### TASK DIRECTIONS
Copy these entries word for word, starting at the line that contains "Could you point to the snake in" and going through the end of the entries. Leave out the pictures.

### ITEMS
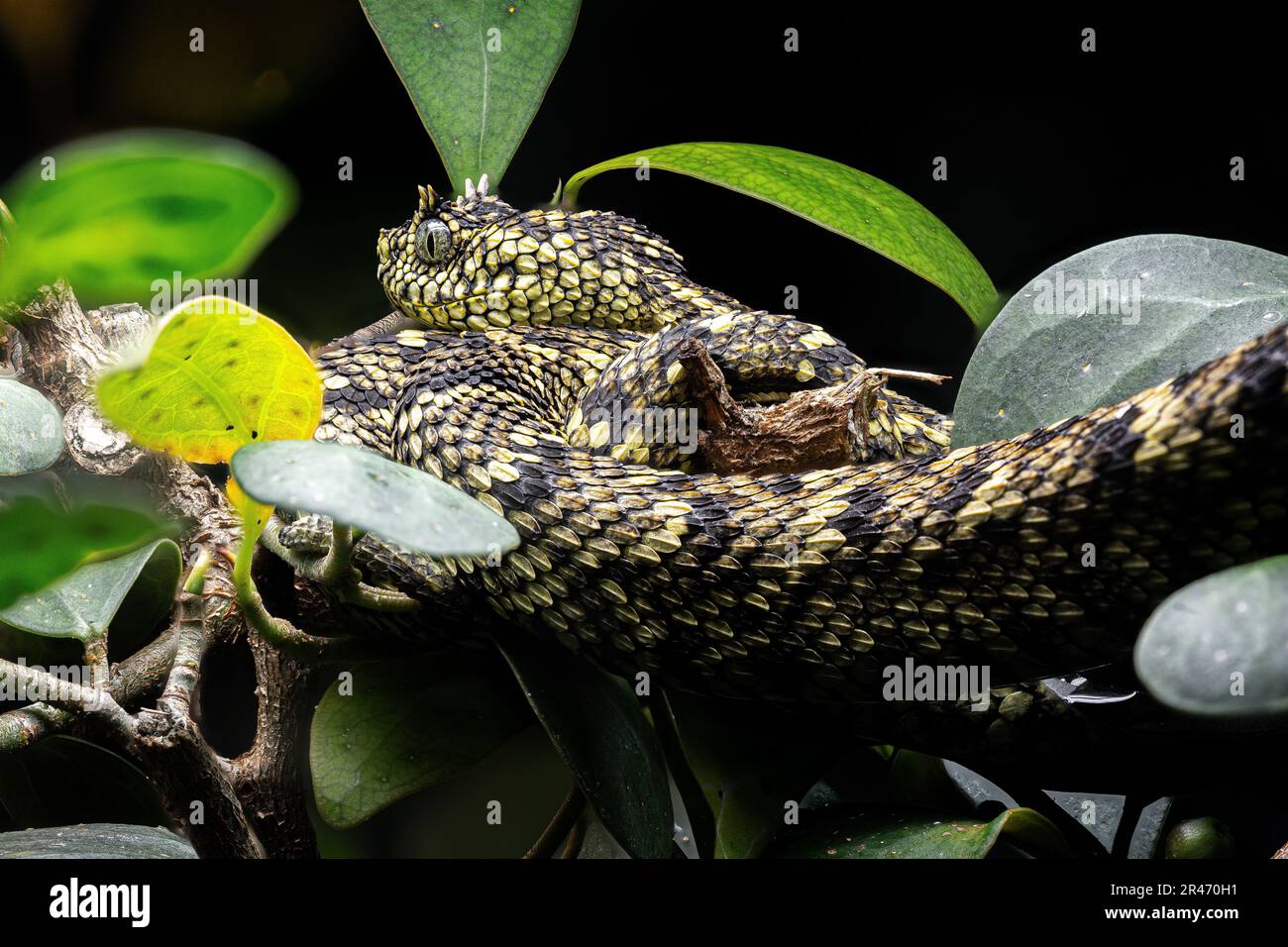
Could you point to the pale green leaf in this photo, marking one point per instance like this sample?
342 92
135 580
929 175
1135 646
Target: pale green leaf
476 69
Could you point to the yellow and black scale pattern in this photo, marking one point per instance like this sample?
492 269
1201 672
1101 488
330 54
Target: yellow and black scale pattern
786 586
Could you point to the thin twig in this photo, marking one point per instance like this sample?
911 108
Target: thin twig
97 702
26 725
561 825
575 839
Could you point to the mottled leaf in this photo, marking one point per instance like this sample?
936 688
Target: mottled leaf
402 728
750 762
360 488
218 375
837 197
1219 646
115 214
82 604
94 841
846 832
31 429
599 728
40 543
1111 321
63 780
476 69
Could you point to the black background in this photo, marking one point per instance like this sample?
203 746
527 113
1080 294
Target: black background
1050 150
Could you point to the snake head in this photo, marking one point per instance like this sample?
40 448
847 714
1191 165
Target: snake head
478 263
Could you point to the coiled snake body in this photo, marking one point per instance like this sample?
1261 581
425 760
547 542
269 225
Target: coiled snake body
1034 556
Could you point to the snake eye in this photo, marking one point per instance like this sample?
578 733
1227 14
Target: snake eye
433 241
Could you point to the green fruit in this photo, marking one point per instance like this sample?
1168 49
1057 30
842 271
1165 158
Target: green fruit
1199 838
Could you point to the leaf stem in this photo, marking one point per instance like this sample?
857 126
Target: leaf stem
561 825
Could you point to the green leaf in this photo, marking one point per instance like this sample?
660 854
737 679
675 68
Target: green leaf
845 832
1218 647
128 209
31 436
40 544
218 375
82 604
599 728
836 197
94 841
403 728
63 780
751 762
476 69
1179 302
360 488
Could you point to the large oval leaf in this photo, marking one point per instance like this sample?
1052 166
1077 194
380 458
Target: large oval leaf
218 375
364 489
1219 647
397 728
845 832
599 728
31 433
1108 322
836 197
82 604
476 71
94 841
40 544
115 214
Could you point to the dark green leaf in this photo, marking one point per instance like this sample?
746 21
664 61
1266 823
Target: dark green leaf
1173 303
94 841
845 832
64 780
84 603
599 728
836 197
133 208
39 544
404 728
1218 646
31 433
476 69
364 489
751 762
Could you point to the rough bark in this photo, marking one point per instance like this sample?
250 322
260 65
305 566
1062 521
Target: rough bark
253 805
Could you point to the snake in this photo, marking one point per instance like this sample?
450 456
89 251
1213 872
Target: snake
516 335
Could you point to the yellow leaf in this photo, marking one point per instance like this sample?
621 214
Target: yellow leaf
219 375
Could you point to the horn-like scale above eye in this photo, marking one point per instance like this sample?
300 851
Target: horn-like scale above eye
433 241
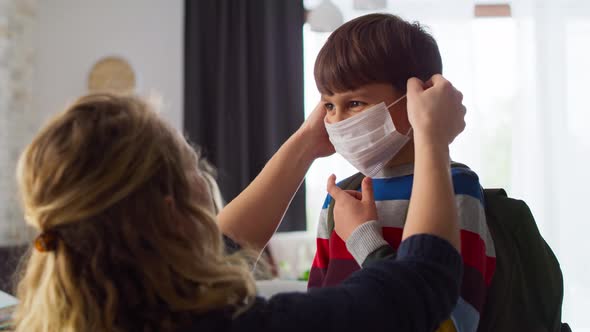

### SOLVED PROBLEM
Could you point to the snake in this photo, marking one point per instance like this sample?
450 456
89 251
1213 872
Target: snake
516 335
Could you point to the yellow leaf in this photo, marking one point per instance like this sample?
621 214
Target: yellow leaf
219 375
Could you point to the horn-like scale above eye in this photo, marking one point per instance like this sample?
300 851
Target: horn-like scale above eye
433 241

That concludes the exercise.